#### SHORT EXERCISE
Copy out all of the records, swapping every "even-odd" for "nonzero" and leaving everything else the same.

#### DATA SHOWN

╭──

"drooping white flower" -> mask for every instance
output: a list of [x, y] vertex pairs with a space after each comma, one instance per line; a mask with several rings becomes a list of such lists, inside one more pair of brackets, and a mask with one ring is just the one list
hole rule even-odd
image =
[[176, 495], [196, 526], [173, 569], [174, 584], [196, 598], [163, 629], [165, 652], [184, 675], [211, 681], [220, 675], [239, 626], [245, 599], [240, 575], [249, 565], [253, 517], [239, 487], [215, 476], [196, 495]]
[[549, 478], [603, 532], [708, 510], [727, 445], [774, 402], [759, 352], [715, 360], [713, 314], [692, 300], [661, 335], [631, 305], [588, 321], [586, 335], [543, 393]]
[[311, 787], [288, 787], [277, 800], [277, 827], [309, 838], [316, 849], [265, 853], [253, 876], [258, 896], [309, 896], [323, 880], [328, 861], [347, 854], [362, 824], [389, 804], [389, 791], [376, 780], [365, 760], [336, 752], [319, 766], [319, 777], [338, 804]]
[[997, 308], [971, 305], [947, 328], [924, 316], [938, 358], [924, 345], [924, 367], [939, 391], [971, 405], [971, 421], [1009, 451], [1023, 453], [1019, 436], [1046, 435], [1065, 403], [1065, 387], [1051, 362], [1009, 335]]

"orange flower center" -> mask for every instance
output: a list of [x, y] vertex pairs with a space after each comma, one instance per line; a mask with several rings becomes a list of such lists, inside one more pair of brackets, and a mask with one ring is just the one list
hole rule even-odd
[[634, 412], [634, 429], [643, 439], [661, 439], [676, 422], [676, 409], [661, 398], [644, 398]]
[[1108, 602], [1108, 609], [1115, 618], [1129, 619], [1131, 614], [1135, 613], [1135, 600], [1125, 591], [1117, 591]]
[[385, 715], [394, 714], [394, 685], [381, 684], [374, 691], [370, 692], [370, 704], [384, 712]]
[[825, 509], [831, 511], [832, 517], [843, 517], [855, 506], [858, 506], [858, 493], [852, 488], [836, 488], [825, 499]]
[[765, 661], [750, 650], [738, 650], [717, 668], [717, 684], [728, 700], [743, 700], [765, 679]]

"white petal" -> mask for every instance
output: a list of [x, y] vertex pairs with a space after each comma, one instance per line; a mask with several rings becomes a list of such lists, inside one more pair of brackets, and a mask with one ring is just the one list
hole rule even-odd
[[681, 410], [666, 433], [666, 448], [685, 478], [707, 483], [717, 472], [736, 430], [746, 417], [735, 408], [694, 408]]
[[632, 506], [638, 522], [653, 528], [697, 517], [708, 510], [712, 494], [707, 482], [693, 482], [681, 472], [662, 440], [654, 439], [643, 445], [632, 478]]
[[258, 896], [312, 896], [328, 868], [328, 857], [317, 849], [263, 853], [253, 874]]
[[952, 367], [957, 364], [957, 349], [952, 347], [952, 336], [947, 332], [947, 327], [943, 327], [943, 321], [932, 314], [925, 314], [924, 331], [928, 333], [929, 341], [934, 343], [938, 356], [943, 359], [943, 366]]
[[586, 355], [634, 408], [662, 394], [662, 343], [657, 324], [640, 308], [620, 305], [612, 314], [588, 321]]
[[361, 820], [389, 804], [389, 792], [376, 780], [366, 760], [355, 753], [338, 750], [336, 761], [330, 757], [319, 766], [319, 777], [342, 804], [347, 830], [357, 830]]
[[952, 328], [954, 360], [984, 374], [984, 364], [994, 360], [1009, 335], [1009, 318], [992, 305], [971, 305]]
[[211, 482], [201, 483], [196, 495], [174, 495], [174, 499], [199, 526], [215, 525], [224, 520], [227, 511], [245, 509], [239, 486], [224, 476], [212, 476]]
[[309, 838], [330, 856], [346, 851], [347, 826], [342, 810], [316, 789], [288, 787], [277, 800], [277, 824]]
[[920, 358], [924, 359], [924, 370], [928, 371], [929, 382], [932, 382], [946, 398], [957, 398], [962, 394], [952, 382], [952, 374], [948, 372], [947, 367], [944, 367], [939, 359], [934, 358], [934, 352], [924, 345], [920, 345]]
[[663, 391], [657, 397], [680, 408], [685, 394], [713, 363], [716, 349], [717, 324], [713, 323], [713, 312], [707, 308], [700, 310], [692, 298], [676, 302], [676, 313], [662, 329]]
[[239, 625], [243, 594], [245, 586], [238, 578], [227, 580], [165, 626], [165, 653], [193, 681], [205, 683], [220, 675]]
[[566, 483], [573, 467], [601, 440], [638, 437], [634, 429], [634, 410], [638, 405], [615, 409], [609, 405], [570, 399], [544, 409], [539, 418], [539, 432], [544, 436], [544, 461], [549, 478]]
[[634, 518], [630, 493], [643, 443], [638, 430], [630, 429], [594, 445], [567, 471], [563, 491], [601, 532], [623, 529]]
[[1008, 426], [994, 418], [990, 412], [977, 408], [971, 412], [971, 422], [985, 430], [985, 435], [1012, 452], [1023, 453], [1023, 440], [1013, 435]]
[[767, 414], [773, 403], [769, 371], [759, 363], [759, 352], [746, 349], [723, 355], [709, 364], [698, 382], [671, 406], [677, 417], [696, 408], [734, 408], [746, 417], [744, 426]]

╰──

#### WRITTEN ANSWER
"drooping white flower" -> mask for every instance
output: a list of [x, y] vertex pairs with a space after each comma, one instance per line; a mask with several rings becomes a list of such lists, inside one more pair of brackets, and a mask with one ring is just the one list
hole rule nonzero
image =
[[176, 495], [196, 526], [173, 569], [174, 584], [196, 598], [163, 629], [165, 652], [184, 675], [211, 681], [220, 675], [239, 626], [245, 599], [240, 575], [249, 565], [253, 517], [239, 487], [215, 476], [196, 495]]
[[549, 478], [603, 532], [708, 510], [727, 445], [774, 402], [759, 352], [715, 360], [713, 314], [692, 300], [661, 335], [631, 305], [588, 321], [586, 335], [543, 393]]
[[311, 787], [288, 787], [277, 800], [277, 827], [309, 838], [316, 849], [265, 853], [253, 876], [258, 896], [309, 896], [323, 880], [328, 861], [347, 854], [362, 824], [389, 804], [389, 791], [376, 780], [365, 760], [336, 752], [319, 766], [319, 777], [338, 804]]
[[997, 308], [971, 305], [947, 328], [924, 316], [938, 358], [924, 345], [924, 367], [939, 391], [971, 405], [971, 421], [1009, 451], [1023, 453], [1019, 436], [1046, 435], [1065, 403], [1065, 387], [1051, 362], [1009, 335]]

"orange flower center" -> mask for every instance
output: a list of [x, y] vertex pairs with a space after each comma, one instance per line; a mask with several rings becomes a list of such lists, inside one more pair of brackets, and a mask with one ring is just the one list
hole rule nonzero
[[634, 412], [634, 429], [643, 439], [661, 439], [676, 422], [676, 409], [661, 398], [644, 398]]
[[1108, 602], [1108, 609], [1115, 618], [1129, 619], [1131, 614], [1135, 613], [1135, 600], [1125, 591], [1117, 591]]
[[385, 715], [394, 714], [394, 685], [381, 684], [374, 691], [370, 692], [370, 704], [384, 712]]
[[825, 509], [831, 511], [832, 517], [843, 517], [855, 506], [858, 506], [858, 493], [852, 488], [836, 488], [825, 499]]
[[765, 661], [750, 650], [738, 650], [717, 668], [717, 684], [728, 700], [743, 700], [765, 679]]

"white petal" -> mask for every instance
output: a list of [x, y] vertex pairs with a space after each comma, one instance per line; a mask with several rings becomes a list of such lists, inside one more pair of brackets, and a mask with one ring is just the one list
hole rule nonzero
[[681, 410], [666, 433], [666, 448], [685, 478], [707, 483], [717, 472], [736, 430], [746, 417], [735, 408], [694, 408]]
[[632, 506], [638, 522], [653, 528], [697, 517], [708, 510], [712, 494], [707, 482], [693, 482], [681, 472], [662, 440], [654, 439], [643, 445], [632, 478]]
[[258, 896], [312, 896], [328, 868], [328, 857], [317, 849], [263, 853], [253, 874]]
[[952, 367], [957, 364], [957, 349], [952, 347], [952, 336], [947, 332], [947, 327], [943, 327], [943, 321], [932, 314], [925, 314], [924, 331], [928, 333], [929, 341], [934, 343], [938, 356], [943, 359], [943, 366]]
[[586, 355], [634, 408], [662, 394], [662, 343], [657, 324], [640, 308], [620, 305], [612, 314], [588, 321]]
[[361, 820], [389, 804], [389, 792], [376, 780], [366, 760], [355, 753], [338, 750], [336, 761], [330, 757], [319, 766], [319, 777], [342, 804], [347, 830], [357, 830]]
[[952, 328], [954, 360], [984, 374], [984, 364], [994, 360], [1009, 335], [1009, 318], [992, 305], [971, 305]]
[[211, 482], [201, 483], [196, 495], [174, 495], [174, 499], [199, 526], [215, 525], [224, 520], [227, 511], [245, 509], [239, 486], [224, 476], [212, 476]]
[[309, 838], [330, 856], [346, 851], [347, 826], [342, 810], [316, 789], [288, 787], [277, 800], [277, 824]]
[[920, 358], [924, 359], [924, 370], [928, 371], [929, 382], [932, 382], [946, 398], [957, 398], [962, 394], [952, 382], [952, 374], [948, 372], [947, 367], [944, 367], [939, 359], [934, 358], [934, 352], [924, 345], [920, 345]]
[[663, 391], [657, 397], [680, 408], [685, 394], [713, 363], [716, 349], [717, 324], [713, 323], [713, 312], [707, 308], [700, 310], [692, 298], [676, 302], [676, 313], [662, 329]]
[[239, 625], [243, 594], [245, 586], [238, 578], [227, 580], [165, 626], [165, 653], [193, 681], [205, 683], [220, 675]]
[[566, 483], [573, 467], [601, 440], [638, 437], [634, 429], [634, 410], [638, 405], [615, 409], [609, 405], [570, 399], [544, 409], [539, 418], [539, 432], [544, 436], [544, 461], [549, 478]]
[[634, 518], [630, 493], [643, 443], [638, 430], [630, 429], [594, 445], [567, 471], [563, 491], [601, 532], [623, 529]]
[[1008, 426], [994, 418], [990, 412], [977, 408], [971, 412], [971, 422], [985, 430], [985, 435], [1012, 452], [1023, 453], [1023, 440], [1013, 435]]
[[767, 414], [773, 403], [769, 371], [759, 363], [759, 352], [746, 349], [723, 355], [709, 364], [698, 382], [671, 406], [677, 417], [696, 408], [734, 408], [746, 417], [744, 426]]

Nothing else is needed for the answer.